TAREFA PROPOSTA 1: Reproduza tudo o que vai de "Algo que aprendi" até "por seu trabalho." no texto sobre Björn Ulvaeus.
TAREFA PROPOSTA 2: Dê continuidade ao texto sobre Björn Ulvaeus a partir do ponto em que ele termina.

DOCUMENTO DE ORIGEM:
↓
Björn Ulvaeus, do grupo ABBA, coloca os interesses dos artistas no centro das atenções
Catherine Jewell, Divisão de Publicações, OMPI
Após uma carreira estelar como cantor e compositor no grupo ABBA, uma das bandas pop de maior sucesso do mundo, Björn Ulvaeus está agora dedicando seu tempo para garantir que os criadores sejam compensados de forma justa e devidamente creditados por suas obras. Em maio de 2020, assumiu a presidência da Confederação Internacional das Sociedades de Autores e Compositores (CISAC), a maior rede mundial de sociedades de autores. Neste papel, ele representará mais de 4 milhões de criadores de todos os gêneros artísticos do mundo. Björn Ulvaeus enuncia suas ambições como Presidente da CISAC e compartilha sua visão sobre o papel que a tecnologia desempenhará para colocar os criadores no âmago de um ecossistema transformado do setor musical.
O que você espera alcançar como Presidente da CISAC?
Algo que aprendi é que os escritores em geral sabem muito pouco sobre a mecânica dos direitos autorais e sobre os outros direitos que têm. Como Presidente da CISAC, quero compartilhar meus conhecimentos e minhas experiências para ajudar a garantir que os compositores sejam devidamente compensados por seu trabalho.
Desejo também fazer com que as organizações de gestão coletiva (OGCs) possam sobreviver. As pequenas fazem um trabalho fantástico no apoio à cultura local, mas encontram dificuldades para investir na tecnologia necessária para o mundo digital. Gostaria que a CISAC pudesse assumir um papel mais importante no desenvolvimento de ferramentas (em colaboração com empresas terceirizadas), que todas as OGCs possam utilizar, a fim de que não tenham de investir o dinheiro dos compositores em tecnologia que já existe.
Tradicionalmente, as OGCs têm atuado como silos. Isto não é bom para os compositores. Quero ver mais abertura e eficiência e menos rivalidade. Quero que sejam motivadas pela ambição de servir os criadores e de facilitar suas vidas. Isto é o que deveriam estar fazendo.
Também espero poder reunir-me com formuladores de políticas experientes, para explicar-lhes a importância que reveste para os governos o apoio aos criadores. No ano que vem (em 7 de junho de 2021), será o prazo final para a implementação da Diretiva da UE sobre Direitos Autorais e Direitos Conexos no Mercado Único Digital, que, entre outras medidas, introduz novas regras para os provedores de compartilhamento de conteúdos on-line (Artigo 17). É extremamente importante fazer lobby em prol dos interesses dos criadores. Criadores de todos os gêneros têm estado no âmago da cultura europeia. Os políticos nem sempre entendem isto: pensam que é necessário apoiar os interesses dos consumidores. Mas, no setor da música não faz sentido ir atrás do ouvinte: é o ouvinte que deve ir atrás do criador.
↑
DADOS ARMAZENADOS:
↓
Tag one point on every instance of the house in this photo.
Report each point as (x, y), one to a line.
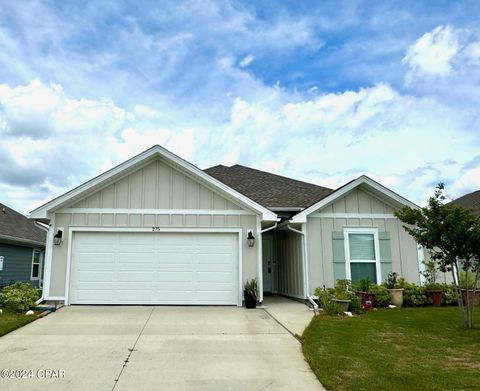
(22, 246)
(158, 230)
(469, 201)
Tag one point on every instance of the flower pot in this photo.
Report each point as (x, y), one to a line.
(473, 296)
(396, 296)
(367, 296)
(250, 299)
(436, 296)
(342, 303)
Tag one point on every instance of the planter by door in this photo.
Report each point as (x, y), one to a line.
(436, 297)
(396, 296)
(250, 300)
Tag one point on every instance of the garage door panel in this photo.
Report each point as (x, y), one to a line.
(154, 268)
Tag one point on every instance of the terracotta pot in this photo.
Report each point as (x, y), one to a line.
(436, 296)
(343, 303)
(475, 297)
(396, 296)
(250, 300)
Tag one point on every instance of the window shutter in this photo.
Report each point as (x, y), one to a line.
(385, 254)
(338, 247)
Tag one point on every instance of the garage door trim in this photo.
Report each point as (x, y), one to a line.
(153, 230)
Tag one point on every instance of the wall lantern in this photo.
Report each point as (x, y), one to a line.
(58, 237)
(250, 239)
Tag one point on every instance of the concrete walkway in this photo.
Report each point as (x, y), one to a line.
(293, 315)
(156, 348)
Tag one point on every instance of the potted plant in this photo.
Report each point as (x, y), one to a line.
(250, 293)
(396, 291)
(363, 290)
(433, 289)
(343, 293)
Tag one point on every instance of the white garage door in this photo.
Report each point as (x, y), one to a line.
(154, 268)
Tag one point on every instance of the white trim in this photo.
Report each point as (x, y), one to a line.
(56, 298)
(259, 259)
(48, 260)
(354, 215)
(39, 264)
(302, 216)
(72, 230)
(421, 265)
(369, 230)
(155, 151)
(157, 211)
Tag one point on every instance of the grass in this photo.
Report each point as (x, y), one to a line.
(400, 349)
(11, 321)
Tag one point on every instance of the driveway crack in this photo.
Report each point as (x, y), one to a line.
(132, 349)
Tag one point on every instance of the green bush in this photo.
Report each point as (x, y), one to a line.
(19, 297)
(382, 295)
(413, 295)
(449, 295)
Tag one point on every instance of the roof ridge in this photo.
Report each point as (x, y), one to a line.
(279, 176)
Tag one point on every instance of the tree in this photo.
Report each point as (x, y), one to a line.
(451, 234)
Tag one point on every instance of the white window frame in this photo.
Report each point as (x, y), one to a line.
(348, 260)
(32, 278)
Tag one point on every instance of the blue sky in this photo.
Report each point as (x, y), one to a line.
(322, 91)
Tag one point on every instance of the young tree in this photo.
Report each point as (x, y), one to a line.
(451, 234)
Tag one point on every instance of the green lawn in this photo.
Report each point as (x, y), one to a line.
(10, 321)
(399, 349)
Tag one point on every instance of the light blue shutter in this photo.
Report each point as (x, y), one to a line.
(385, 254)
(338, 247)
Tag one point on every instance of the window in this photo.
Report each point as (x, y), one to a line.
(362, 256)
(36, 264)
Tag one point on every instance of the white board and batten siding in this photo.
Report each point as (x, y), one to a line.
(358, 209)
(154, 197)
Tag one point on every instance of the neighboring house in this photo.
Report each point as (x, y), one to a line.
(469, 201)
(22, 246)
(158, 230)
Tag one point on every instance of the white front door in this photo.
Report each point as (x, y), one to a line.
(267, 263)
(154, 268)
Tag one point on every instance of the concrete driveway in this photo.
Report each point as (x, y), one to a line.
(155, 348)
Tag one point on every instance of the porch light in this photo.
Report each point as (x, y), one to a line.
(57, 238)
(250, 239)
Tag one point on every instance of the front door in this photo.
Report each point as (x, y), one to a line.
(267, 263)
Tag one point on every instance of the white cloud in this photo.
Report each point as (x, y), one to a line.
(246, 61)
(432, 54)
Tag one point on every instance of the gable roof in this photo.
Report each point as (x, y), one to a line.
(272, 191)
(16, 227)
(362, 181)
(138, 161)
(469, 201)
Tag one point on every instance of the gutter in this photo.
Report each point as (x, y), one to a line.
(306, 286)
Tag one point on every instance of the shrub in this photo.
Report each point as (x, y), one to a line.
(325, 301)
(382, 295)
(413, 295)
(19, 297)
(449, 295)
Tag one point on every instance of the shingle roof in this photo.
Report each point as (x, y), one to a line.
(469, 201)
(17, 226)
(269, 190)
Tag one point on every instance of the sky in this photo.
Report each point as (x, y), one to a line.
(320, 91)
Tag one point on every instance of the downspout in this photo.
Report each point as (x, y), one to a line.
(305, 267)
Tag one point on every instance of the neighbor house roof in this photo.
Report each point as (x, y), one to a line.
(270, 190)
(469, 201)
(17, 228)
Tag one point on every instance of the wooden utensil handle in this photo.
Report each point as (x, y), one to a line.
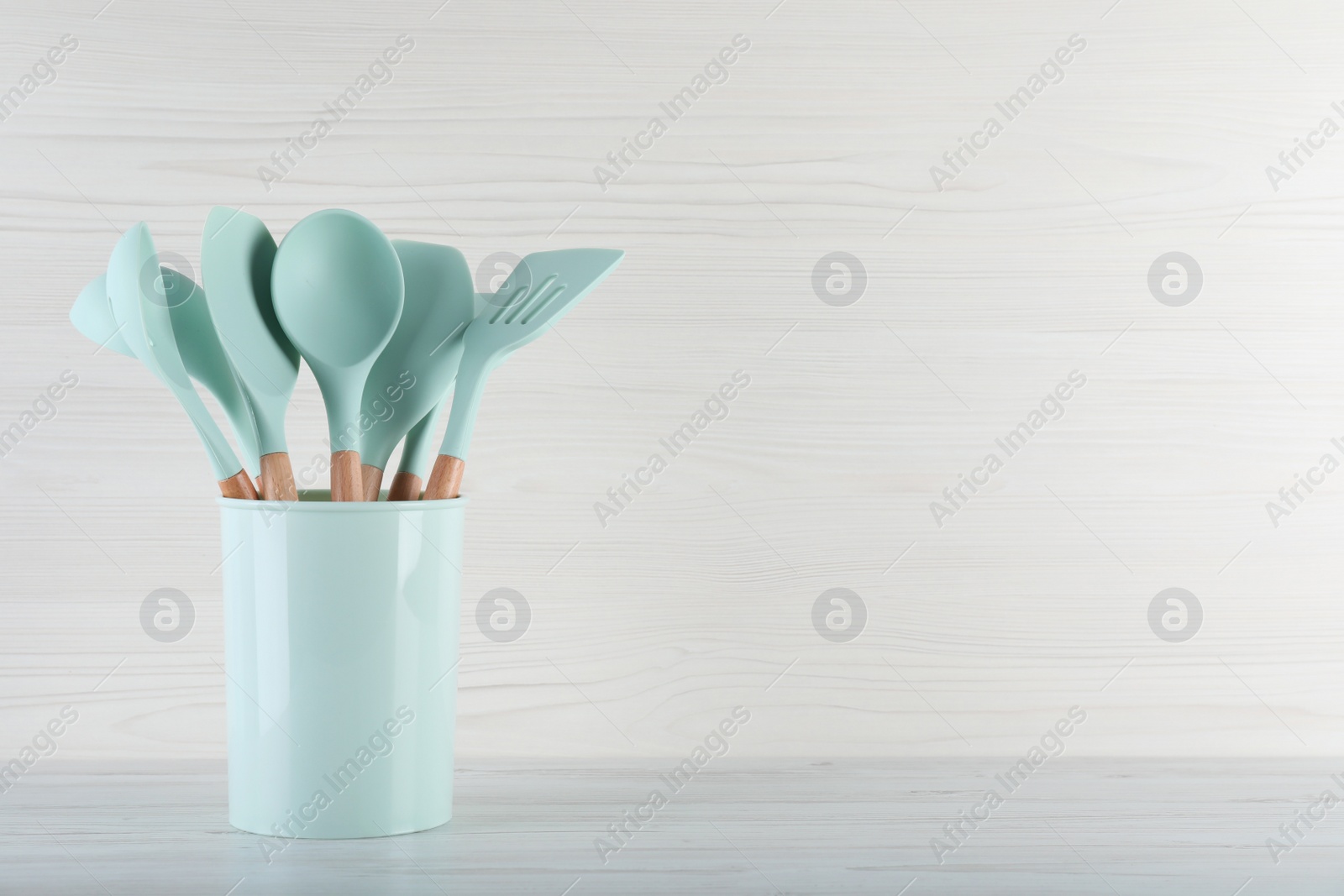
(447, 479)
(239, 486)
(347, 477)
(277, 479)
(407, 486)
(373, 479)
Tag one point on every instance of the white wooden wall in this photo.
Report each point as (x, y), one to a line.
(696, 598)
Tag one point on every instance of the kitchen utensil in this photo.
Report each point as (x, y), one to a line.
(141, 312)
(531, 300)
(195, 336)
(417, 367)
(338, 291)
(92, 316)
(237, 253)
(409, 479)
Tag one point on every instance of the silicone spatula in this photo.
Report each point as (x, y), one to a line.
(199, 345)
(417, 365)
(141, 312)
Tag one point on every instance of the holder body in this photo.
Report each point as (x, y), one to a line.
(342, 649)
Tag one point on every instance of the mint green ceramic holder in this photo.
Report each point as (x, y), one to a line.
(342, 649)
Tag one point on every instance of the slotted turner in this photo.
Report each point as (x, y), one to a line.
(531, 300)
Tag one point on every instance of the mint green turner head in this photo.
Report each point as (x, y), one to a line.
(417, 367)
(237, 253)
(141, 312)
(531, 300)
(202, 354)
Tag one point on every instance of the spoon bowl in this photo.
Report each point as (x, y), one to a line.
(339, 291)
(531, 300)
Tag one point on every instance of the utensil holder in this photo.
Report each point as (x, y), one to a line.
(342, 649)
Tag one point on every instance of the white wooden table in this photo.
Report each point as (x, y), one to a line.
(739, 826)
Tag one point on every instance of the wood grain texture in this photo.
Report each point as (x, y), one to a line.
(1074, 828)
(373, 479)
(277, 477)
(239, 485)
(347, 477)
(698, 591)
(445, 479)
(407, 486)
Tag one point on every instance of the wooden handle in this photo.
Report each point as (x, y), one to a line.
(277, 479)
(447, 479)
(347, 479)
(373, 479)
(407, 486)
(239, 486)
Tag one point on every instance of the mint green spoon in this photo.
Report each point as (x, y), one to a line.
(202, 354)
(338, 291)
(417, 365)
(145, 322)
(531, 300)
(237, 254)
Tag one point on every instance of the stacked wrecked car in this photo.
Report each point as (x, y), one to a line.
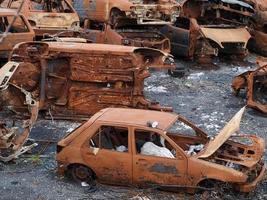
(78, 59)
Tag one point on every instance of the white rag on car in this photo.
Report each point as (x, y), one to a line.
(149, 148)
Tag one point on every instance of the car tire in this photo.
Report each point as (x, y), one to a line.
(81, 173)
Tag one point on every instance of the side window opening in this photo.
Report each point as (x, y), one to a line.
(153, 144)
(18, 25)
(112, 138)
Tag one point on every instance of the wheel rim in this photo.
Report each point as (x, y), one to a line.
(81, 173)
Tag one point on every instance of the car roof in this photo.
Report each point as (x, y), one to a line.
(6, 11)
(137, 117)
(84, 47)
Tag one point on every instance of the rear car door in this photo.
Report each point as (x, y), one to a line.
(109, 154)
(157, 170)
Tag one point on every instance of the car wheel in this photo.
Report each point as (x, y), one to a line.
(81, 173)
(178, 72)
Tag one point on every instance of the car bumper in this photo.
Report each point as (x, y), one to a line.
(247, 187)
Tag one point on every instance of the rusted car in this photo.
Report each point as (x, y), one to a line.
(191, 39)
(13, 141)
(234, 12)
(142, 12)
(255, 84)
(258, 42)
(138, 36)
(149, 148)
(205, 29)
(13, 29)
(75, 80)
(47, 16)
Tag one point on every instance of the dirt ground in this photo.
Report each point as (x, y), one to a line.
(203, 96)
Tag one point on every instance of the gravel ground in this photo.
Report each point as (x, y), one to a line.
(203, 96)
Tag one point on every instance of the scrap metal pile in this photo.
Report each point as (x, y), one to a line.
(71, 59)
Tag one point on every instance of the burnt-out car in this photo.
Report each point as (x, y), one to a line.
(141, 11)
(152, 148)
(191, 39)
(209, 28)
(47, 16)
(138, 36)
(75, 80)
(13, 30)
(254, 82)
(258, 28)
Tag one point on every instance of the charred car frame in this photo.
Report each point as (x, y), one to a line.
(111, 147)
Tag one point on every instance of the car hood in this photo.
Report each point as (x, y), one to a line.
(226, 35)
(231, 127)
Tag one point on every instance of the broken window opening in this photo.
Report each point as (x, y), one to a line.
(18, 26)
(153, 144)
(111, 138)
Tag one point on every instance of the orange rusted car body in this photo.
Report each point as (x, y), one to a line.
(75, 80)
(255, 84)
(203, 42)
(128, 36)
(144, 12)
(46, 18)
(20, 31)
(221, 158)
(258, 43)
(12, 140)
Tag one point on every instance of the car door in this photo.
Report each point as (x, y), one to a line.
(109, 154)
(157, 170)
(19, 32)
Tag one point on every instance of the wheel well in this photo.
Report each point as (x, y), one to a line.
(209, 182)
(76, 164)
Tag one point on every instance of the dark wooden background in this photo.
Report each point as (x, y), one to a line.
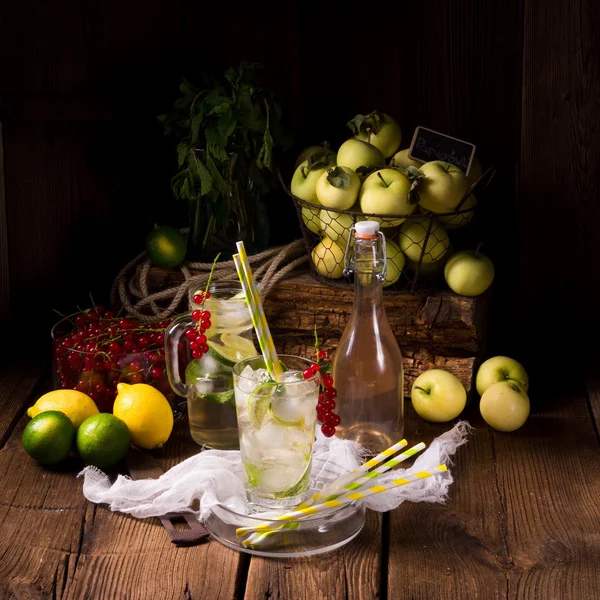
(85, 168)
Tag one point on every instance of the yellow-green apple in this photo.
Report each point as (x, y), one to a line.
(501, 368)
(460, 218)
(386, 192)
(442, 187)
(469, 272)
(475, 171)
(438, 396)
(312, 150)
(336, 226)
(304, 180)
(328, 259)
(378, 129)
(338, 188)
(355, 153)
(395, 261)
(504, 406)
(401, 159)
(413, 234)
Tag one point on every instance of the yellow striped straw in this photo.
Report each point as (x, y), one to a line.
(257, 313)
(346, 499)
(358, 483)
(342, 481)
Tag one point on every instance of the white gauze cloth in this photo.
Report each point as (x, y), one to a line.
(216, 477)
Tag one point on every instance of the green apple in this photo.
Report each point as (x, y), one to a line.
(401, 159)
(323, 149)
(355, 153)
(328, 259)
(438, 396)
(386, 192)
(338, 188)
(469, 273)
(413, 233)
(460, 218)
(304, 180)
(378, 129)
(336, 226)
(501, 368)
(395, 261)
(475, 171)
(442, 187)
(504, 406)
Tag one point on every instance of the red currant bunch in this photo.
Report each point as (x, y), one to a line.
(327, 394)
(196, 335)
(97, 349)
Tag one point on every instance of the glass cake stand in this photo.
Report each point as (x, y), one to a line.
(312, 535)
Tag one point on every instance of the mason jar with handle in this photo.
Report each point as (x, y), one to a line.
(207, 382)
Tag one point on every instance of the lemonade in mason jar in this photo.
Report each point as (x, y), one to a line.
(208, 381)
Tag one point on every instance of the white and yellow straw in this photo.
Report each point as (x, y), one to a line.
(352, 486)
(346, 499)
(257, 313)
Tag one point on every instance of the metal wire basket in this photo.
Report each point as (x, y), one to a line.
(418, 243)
↑
RESULTADO DO EXERCÍCIO 1:
Algo que aprendi é que os escritores em geral sabem muito pouco sobre a mecânica dos direitos autorais e sobre os outros direitos que têm. Como Presidente da CISAC, quero compartilhar meus conhecimentos e minhas experiências para ajudar a garantir que os compositores sejam devidamente compensados por seu trabalho.

RESULTADO DO EXERCÍCIO 2:
A tecnologia ajudará a garantir que os criadores recebam o pagamento exato e equitativo pelo uso de suas obras, podendo fazer da composição sua profissão.
Como a COVID-19 tem afetado o setor criativo?
O setor tem sofrido bastante, tendo registrado uma baixa de cerca de 30% em relação ao ano passado. A pandemia tem maltratado muito os compositores e os artistas. Antes da COVID, o streaming era uma forma de os artistas promoverem os seus programas ao vivo. Era a fonte de renda deles. Agora, estão na mesma situação que os compositores e têm enfrentado dificuldades em ganhar a vida. A COVID tem, realmente, posto em evidência a insustentabilidade do ecossistema do setor da música. Simplesmente não tem funcionado para artistas e compositores, quando deveria funcionar para todos os protagonistas. O compositor não pode continuar a ficar na periferia. Haverá uma ruptura. A tecnologia trará mudanças e o criador se deslocará para o centro das preocupações. O mundo antigo da OGC e do setor da música terá de se acostumar com a abertura e a transparência que permite a tecnologia. Este é o futuro. A transformação é gradual, mas está em andamento. Como Presidente da CISAC, quero incentivar a transformação em direção ao futuro, tenho uma visão clara do que almejo alcançar. Vejo o que está acontecendo e quero estar por perto quando as coisas acontecem.
A tecnologia tem tornado a música mais acessível e realizável para os fãs, mas o que precisa ser feito para garantir que os criadores sejam compensados de maneira justa?
A tecnologia ajudará a garantir que os criadores recebam o pagamento exato e equitativo pelo uso de suas obras, podendo fazer da composição sua profissão. Agora, com a devida informação, o Spotify poderá pagar um artista ou um compositor diretamente, pelo menos mensalmente e em breve em tempo real. Com a tecnologia, o criador se deslocará para o centro do ecossistema e um novo entendimento emergirá entre editores e gravadoras de música de que seu papel é atender aos interesses dos criadores. Se alguém tem talento para escrever músicas e é capaz de aprimorar este talento (porque é pago por seu trabalho), pode vir a tornar-se um melhor compositor. Eu era claramente mediano quando comecei. Depois que o ABBA ganhou o festival de música Eurovisão com Waterloo, o dinheiro começou a entrar e Benny e eu tivemos a possibilidade de escrever todos os dias, tornando-nos muito bons nesta área.
Fale-nos sobre seu envolvimento com a Session.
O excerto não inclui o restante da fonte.